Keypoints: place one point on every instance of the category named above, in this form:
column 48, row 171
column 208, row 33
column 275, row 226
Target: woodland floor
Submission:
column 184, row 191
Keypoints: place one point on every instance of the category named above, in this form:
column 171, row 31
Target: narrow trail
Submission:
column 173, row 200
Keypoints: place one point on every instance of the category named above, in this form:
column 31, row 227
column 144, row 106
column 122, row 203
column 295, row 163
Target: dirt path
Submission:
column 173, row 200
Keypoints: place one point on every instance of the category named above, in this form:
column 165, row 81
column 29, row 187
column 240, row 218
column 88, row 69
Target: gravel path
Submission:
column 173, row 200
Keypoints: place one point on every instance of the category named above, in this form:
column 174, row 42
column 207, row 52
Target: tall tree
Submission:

...

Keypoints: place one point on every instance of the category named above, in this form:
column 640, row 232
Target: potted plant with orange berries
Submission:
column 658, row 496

# TASK TO COMPLETE:
Output the lines of the records above exactly as they appear, from the line containing "column 144, row 106" through the line containing "Target: gravel path".

# SOLUTION TO THE PROBLEM:
column 144, row 106
column 122, row 203
column 295, row 163
Target: dirt path
Submission:
column 173, row 200
Keypoints: place one point on every instance of the category named above, in this form:
column 165, row 81
column 29, row 187
column 240, row 218
column 88, row 69
Target: gravel path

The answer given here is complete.